◆ Dokumenttext:
Nach den oben angegebenen Formeln liefern 40 Grm. schwefelsaures Ammoniak 21,35 Grm.
krystallisirtes Blutlaugensalz und 10,30 Grm. gasförmiges Schwefelammonium. Die
Analyse obiger Schmelze ergab 20,16 Grm. Blutlaugensalz, also 94,42 Proc. des
theoretischen Effectes.
Die zur Schmelzung verwendeten Quantitäten Potasche, Schwefel und Kohle, waren so
berechnet, daß sich Schwefelkalium bilden sollte, sowie die Mischung des
Ammoniaksalzes die zur Cyan- und Schwefelammoniumbildung erforderliche
Schwefel- und Kohlenmenge enthielt (Formel 6). In der That war in der
Schmelze neben Blutlaugensalz nur Schwefelkalium und nicht die geringste Menge
Schwefelcyankalium nachzuweisen. Auffällig aber war es, daß, nach vollkommener
Auslaugung des Schmelzrückstandes, die in der Lösung gefundene Kalimenge überhaupt
der zur Schmelzung verwendeten nicht mehr entsprach. Auf die Quelle dieses Verlustes
werde ich in der Folge zu sprechen kommen. Es kam zunächst darauf an, die
Bedingungen festzustellen, unter denen ein Resultat wie das zuerst erhaltene erzielt
werden konnte.
Zu diesem Zwecke wurde eine Reihe von Schmelzoperationen unter Anwendung der oben
genannten Gewichtsmengen ausgeführt, jedoch so, daß die im Vorhergehenden genannten
Endpunkte der einzelnen Reactionen im Verlauf der Schmelzung nicht völlig
abgewartet, sondern absichtlich fehlerhaft gearbeitet wurde.

◆ Datenauszug:

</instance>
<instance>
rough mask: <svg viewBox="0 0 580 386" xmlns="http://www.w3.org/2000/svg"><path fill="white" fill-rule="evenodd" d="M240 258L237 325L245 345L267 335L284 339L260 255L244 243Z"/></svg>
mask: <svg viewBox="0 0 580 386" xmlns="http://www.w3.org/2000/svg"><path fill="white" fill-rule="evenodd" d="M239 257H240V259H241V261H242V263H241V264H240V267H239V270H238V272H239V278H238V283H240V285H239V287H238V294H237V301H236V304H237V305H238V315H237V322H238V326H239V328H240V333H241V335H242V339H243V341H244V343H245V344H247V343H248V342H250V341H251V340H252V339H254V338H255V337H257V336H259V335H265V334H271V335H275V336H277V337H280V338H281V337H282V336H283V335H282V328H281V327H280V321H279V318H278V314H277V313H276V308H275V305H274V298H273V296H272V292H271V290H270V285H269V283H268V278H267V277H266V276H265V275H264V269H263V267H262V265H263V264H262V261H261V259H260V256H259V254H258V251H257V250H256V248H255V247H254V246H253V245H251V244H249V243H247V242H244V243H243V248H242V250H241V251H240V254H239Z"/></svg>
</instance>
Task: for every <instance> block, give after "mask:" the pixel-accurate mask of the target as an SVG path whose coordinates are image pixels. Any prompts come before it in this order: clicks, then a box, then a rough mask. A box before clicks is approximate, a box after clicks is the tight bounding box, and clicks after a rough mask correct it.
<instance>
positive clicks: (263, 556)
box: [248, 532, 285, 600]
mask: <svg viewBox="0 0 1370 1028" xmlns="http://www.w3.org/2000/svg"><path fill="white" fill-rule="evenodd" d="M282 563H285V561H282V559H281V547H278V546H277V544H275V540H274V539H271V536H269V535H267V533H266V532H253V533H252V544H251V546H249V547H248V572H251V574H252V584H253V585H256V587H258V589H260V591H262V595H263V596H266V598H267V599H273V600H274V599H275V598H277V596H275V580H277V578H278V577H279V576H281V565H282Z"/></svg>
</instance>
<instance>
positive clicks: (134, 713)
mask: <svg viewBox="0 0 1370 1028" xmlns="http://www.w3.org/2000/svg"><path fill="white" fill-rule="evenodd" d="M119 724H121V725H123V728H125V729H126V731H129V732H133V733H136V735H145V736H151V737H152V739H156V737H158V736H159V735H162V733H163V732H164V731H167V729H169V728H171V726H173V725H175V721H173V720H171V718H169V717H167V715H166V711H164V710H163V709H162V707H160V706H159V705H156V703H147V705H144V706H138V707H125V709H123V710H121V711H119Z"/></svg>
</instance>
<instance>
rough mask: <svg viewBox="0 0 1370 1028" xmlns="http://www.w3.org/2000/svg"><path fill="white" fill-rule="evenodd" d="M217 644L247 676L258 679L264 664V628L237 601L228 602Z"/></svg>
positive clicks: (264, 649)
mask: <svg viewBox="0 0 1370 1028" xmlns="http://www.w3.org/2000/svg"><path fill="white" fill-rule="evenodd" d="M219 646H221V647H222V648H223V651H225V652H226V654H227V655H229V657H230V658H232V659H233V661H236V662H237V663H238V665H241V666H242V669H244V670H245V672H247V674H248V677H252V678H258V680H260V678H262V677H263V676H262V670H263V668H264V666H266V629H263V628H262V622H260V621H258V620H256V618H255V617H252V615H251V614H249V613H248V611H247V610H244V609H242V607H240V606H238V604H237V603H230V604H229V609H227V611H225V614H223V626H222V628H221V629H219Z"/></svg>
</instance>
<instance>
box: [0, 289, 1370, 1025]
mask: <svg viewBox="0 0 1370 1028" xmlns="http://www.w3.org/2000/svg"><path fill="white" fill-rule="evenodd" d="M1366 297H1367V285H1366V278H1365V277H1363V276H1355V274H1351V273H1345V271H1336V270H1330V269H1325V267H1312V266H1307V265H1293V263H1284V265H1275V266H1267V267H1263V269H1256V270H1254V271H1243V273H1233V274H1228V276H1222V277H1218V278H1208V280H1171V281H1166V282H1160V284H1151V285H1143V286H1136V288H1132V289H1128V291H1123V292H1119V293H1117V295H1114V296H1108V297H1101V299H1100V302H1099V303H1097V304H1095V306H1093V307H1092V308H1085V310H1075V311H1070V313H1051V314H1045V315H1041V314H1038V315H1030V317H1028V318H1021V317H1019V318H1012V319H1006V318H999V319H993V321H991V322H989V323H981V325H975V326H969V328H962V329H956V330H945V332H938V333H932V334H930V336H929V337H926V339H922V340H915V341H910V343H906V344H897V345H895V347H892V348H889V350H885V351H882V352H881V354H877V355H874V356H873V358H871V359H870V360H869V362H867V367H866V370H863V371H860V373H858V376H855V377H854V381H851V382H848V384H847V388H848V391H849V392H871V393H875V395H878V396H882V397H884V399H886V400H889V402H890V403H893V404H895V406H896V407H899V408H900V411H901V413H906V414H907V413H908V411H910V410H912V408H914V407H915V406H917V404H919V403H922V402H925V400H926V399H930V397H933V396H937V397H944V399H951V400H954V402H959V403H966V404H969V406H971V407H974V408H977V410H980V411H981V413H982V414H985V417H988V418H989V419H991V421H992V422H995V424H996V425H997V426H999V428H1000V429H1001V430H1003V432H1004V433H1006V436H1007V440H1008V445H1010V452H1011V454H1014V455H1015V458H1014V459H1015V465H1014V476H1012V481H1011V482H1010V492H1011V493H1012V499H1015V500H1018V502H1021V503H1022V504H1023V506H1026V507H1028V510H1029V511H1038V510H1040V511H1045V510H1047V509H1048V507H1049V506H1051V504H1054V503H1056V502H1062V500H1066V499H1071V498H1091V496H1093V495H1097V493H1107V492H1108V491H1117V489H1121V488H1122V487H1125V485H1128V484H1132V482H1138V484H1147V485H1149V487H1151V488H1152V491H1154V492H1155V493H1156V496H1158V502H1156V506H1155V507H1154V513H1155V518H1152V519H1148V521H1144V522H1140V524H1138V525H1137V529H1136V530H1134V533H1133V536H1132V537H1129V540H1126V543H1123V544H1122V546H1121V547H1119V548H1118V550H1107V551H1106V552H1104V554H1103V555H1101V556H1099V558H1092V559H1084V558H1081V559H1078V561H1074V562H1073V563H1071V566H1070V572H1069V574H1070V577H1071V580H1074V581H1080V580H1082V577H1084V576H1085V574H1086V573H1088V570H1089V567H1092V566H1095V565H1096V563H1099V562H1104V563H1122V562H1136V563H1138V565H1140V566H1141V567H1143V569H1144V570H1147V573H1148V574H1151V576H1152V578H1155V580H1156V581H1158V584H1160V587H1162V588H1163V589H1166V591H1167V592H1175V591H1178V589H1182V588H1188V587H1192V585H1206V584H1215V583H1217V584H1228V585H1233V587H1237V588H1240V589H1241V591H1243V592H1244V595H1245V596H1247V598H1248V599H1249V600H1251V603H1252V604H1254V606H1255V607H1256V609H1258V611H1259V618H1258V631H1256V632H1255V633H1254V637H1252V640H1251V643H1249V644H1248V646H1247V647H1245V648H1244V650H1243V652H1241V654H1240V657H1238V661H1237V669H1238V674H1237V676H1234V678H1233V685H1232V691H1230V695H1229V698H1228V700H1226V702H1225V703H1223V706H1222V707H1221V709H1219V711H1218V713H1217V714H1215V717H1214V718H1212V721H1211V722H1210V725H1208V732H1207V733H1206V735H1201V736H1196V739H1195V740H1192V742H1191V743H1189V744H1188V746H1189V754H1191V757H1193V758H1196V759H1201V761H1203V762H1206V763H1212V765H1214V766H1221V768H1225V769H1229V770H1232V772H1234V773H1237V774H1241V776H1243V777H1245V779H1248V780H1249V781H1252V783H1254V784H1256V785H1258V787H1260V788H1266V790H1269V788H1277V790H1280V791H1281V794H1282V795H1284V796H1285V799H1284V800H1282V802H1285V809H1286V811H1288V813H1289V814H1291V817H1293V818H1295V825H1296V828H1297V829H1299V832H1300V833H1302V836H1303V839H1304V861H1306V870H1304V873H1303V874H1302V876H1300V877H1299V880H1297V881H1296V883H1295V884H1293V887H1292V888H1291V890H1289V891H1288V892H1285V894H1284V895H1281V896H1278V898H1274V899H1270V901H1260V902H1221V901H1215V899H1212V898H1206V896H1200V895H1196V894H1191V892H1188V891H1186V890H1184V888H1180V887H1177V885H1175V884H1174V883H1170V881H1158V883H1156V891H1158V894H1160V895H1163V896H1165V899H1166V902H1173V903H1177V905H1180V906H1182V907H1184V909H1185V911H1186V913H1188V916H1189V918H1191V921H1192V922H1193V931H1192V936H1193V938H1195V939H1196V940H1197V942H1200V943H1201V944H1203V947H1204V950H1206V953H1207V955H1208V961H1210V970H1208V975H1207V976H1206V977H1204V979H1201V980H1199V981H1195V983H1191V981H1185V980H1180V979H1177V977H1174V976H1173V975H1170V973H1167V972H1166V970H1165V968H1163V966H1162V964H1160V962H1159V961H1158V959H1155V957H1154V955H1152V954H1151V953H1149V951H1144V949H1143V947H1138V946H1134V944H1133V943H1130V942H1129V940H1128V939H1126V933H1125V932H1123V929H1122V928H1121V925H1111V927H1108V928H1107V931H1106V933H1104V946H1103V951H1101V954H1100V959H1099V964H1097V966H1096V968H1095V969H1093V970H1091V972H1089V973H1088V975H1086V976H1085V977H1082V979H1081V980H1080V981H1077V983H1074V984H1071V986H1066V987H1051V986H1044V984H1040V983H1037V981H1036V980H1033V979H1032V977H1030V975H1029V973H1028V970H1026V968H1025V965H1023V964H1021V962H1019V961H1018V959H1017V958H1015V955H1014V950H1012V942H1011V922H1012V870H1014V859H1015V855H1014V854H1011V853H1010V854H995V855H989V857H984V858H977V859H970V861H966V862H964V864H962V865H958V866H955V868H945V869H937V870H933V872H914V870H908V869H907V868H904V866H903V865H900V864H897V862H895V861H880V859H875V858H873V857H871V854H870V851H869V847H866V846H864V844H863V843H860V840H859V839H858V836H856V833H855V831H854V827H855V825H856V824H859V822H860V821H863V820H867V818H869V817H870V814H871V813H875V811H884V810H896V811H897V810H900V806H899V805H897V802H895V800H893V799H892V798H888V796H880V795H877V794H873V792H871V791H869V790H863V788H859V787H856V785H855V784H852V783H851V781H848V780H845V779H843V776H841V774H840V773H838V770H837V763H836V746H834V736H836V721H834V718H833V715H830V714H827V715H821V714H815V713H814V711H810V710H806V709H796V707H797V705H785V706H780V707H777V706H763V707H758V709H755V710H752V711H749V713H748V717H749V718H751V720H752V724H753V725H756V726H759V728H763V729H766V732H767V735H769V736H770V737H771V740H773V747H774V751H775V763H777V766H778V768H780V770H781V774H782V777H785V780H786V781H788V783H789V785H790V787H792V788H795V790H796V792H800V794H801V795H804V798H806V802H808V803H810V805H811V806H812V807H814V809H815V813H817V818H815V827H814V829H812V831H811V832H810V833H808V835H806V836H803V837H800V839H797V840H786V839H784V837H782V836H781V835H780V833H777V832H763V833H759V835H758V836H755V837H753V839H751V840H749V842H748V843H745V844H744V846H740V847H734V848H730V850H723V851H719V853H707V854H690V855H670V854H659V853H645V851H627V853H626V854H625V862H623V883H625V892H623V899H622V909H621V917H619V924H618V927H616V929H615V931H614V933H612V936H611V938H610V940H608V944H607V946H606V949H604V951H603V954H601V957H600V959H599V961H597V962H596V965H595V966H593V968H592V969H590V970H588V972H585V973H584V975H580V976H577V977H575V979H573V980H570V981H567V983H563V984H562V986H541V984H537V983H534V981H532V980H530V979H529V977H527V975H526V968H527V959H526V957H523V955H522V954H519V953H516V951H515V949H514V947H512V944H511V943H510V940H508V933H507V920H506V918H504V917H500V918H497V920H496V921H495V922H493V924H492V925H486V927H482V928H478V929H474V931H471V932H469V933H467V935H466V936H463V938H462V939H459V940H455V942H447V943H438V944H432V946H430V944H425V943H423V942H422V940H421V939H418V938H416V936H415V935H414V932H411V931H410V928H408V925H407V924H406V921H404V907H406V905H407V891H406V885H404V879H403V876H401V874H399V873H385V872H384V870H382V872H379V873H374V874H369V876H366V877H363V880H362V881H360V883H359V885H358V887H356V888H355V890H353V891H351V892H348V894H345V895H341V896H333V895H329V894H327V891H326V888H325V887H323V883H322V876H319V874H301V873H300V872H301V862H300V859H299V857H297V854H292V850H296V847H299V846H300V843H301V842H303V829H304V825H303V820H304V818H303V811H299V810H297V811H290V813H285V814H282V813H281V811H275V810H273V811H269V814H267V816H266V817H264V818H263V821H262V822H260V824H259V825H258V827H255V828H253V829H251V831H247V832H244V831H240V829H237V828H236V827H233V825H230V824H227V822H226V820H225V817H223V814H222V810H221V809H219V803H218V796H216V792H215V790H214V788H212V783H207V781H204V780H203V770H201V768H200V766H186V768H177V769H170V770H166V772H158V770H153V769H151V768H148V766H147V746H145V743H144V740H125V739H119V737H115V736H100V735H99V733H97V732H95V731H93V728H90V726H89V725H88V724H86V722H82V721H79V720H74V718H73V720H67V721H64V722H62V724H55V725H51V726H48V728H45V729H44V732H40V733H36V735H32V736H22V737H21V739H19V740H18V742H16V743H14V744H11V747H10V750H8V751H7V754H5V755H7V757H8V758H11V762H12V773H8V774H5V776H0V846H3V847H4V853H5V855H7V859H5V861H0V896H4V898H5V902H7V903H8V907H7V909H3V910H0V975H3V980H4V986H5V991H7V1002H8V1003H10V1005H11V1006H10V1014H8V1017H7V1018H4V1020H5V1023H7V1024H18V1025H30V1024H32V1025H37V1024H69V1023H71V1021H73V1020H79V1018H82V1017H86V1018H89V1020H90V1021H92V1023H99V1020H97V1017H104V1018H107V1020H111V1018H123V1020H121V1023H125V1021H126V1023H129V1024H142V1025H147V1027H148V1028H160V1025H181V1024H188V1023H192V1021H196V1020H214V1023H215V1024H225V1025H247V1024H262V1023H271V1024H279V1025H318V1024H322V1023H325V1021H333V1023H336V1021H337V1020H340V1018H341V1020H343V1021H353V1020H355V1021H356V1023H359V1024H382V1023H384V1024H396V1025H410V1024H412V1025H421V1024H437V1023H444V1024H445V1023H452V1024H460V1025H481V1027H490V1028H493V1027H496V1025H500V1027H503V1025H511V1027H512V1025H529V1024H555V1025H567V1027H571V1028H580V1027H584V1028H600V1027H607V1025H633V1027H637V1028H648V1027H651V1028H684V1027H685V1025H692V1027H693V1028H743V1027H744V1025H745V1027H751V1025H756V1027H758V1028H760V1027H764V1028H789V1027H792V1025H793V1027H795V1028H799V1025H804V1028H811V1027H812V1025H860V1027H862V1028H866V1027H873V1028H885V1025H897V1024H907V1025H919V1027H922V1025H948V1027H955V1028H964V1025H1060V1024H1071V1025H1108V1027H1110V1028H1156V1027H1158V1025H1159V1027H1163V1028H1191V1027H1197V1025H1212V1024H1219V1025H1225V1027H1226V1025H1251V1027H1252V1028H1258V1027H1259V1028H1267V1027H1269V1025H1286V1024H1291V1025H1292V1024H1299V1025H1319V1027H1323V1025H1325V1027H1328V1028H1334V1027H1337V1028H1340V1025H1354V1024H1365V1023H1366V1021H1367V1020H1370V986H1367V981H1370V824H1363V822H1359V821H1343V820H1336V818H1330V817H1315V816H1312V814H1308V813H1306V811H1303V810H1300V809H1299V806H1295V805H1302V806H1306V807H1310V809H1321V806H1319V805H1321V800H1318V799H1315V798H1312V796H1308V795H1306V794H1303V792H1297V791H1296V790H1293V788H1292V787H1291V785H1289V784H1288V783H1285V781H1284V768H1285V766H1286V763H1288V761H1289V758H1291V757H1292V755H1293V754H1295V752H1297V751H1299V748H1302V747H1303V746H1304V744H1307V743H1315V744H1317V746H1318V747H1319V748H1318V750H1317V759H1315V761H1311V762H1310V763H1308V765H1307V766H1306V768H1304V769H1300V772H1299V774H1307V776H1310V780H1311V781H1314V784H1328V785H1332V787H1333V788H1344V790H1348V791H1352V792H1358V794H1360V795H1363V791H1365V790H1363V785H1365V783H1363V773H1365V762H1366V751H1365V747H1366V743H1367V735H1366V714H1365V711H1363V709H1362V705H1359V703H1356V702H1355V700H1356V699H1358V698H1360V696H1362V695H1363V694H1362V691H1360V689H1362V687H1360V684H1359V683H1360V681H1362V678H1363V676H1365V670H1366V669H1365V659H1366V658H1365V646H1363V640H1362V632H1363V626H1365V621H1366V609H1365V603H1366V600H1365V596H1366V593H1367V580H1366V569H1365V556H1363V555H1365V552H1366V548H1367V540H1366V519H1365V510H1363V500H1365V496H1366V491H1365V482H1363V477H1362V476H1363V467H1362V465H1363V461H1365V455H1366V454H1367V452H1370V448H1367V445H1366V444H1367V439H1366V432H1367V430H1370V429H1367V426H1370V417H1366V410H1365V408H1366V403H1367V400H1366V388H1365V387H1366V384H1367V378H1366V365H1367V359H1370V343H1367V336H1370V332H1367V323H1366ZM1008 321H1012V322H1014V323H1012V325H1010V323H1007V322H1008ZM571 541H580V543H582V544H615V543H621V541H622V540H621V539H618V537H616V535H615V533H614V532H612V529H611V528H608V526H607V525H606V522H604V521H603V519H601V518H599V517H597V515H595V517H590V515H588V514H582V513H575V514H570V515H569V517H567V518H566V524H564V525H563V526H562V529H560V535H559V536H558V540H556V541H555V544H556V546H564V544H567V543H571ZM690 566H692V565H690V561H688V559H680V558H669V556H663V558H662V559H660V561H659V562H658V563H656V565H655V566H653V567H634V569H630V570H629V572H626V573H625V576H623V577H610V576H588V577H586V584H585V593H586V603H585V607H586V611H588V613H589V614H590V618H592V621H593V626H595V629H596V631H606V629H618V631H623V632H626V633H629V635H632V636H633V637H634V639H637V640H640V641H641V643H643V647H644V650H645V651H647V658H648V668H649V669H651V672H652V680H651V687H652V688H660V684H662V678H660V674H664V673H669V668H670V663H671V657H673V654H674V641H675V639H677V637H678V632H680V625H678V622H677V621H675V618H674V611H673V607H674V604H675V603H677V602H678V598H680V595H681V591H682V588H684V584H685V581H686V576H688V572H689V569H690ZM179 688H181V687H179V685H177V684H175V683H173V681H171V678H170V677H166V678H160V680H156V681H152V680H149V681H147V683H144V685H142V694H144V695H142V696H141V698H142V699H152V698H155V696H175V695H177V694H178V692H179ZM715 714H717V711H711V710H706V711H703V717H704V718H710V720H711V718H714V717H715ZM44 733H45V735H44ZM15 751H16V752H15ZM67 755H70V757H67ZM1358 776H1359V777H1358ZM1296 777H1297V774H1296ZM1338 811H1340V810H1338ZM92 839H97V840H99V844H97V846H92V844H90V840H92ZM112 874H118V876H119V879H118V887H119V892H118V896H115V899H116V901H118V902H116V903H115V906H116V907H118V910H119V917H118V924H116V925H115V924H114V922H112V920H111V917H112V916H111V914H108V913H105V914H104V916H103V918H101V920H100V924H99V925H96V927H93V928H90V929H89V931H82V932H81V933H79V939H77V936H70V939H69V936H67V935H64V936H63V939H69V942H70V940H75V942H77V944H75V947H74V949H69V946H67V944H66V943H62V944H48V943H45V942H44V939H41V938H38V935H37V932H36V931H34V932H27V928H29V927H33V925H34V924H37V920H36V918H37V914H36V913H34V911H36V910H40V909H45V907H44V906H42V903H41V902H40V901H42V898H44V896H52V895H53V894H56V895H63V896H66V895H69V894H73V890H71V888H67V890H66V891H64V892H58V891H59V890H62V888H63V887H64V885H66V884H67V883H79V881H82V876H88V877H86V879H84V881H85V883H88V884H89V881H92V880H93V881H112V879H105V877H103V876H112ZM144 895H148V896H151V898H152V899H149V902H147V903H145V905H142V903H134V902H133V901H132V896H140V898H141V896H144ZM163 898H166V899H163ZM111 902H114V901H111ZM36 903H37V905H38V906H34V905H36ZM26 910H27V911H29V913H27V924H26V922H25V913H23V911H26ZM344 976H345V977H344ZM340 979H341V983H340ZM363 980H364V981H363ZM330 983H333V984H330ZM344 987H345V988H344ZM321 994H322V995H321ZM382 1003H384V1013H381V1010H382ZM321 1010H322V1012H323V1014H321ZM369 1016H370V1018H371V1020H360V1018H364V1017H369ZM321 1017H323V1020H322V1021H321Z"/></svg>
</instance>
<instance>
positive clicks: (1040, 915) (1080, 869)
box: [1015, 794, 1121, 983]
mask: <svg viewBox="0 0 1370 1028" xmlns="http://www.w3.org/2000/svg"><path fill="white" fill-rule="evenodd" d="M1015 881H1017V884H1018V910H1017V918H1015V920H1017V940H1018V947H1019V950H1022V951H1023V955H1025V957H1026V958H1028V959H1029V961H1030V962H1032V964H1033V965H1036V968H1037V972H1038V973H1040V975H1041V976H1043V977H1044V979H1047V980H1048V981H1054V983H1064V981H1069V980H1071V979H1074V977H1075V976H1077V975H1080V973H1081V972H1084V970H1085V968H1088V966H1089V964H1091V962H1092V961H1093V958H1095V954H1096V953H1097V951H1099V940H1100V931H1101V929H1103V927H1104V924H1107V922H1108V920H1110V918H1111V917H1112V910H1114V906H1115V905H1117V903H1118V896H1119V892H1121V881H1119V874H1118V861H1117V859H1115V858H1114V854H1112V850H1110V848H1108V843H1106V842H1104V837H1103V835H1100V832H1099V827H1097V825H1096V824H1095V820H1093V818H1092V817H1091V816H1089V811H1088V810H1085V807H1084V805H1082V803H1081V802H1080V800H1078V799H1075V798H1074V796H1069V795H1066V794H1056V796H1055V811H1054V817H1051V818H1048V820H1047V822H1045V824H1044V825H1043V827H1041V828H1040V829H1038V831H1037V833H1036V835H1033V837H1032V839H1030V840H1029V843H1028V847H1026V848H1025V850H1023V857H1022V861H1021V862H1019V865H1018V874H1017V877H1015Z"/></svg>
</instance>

◆ Arbeitsauftrag: Liste alle Mengenangaben in Gramm aus dem Dokumenttext auf, jeweils mit dem Stoff, zu dem sie gehören.

◆ Lösung:
- 40 Grm. schwefelsaures Ammoniak
- 21,35 Grm. krystallisirtes Blutlaugensalz
- 10,30 Grm. gasförmiges Schwefelammonium
- 20,16 Grm. Blutlaugensalz